--- Data lines ---
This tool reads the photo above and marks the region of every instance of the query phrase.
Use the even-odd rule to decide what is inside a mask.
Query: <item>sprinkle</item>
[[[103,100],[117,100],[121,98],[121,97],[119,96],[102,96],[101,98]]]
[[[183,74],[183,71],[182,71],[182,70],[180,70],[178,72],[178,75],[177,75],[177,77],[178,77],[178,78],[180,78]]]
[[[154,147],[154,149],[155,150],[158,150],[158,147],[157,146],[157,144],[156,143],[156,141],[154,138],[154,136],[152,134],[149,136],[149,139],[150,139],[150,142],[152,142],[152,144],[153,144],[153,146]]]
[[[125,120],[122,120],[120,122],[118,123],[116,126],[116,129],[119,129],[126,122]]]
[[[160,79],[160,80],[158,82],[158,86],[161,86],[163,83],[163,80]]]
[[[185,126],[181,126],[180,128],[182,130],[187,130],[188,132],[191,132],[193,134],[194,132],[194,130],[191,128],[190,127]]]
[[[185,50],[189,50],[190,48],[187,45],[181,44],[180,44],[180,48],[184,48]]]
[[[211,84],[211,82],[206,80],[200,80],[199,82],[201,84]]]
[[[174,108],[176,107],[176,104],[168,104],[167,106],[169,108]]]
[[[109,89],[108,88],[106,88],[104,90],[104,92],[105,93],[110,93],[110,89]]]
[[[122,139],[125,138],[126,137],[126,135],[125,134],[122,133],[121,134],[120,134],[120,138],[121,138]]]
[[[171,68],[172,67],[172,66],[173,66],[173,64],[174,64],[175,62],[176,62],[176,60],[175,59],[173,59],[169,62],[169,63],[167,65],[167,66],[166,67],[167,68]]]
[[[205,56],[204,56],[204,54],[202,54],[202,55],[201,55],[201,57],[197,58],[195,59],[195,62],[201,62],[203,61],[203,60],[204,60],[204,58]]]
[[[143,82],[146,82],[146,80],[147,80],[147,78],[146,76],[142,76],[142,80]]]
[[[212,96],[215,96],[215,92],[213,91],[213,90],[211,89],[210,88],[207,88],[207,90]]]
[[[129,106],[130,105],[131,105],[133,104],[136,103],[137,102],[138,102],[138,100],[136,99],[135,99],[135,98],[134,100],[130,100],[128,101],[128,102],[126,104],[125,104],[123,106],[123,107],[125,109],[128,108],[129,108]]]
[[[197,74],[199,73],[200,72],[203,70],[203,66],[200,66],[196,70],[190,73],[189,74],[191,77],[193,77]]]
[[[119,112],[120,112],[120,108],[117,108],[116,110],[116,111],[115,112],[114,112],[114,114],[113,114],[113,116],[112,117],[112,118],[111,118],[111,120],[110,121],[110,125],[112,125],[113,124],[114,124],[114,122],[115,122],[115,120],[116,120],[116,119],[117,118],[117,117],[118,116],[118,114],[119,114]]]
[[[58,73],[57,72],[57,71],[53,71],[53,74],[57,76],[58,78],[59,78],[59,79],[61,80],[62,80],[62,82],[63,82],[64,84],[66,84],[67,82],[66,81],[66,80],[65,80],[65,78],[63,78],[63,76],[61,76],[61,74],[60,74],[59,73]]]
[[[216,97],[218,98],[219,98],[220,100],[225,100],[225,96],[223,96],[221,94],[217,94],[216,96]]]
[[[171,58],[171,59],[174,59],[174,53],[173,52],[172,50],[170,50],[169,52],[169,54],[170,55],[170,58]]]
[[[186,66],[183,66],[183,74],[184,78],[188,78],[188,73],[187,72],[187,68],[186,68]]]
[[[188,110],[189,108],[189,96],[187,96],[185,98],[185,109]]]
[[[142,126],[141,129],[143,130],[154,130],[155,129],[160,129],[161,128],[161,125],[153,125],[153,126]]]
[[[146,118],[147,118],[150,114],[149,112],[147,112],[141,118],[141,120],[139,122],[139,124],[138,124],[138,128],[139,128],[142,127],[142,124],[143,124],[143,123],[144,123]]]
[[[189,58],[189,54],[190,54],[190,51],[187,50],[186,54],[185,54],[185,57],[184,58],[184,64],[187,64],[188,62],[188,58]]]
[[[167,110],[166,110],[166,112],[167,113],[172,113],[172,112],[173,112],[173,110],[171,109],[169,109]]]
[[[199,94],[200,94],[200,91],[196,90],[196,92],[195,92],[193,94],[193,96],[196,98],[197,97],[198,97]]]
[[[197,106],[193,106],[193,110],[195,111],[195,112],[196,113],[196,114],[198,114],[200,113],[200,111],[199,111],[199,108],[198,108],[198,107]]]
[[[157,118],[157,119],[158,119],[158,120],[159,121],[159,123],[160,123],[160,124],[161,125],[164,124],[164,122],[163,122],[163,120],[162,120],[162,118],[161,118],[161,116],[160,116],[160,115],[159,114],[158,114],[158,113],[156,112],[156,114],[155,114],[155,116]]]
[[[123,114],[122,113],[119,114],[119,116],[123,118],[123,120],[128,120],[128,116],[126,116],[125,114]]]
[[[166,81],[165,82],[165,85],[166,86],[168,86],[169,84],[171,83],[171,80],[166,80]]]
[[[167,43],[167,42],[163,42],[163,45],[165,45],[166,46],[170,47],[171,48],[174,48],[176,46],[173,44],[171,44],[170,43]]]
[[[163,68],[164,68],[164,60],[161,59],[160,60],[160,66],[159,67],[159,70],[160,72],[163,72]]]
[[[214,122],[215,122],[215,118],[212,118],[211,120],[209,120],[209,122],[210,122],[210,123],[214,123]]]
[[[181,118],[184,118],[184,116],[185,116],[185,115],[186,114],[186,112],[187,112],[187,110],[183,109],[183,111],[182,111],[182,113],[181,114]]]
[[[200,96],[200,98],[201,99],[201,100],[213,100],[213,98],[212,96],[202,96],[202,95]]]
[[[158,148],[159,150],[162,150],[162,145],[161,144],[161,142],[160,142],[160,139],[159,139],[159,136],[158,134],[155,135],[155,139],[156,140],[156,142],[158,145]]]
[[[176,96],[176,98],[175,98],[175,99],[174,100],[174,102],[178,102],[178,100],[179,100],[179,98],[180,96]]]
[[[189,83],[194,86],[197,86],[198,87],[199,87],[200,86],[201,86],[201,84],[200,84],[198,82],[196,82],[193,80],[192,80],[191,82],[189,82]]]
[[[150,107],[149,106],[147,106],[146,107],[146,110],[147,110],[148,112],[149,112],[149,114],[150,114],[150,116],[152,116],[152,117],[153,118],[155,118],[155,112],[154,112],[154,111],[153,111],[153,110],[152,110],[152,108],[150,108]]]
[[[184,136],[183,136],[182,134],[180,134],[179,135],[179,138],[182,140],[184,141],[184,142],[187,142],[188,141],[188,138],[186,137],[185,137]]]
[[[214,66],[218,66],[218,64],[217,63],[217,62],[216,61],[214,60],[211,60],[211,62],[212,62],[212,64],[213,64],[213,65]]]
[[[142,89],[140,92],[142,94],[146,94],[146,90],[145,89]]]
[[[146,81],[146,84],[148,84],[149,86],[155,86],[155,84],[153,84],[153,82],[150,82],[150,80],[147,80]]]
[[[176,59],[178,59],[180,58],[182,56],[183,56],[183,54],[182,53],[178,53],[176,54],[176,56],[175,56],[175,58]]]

--- Exercise task ---
Please tally the lines of data above that contain the string "inside" and give only the number.

--- Correct output ---
1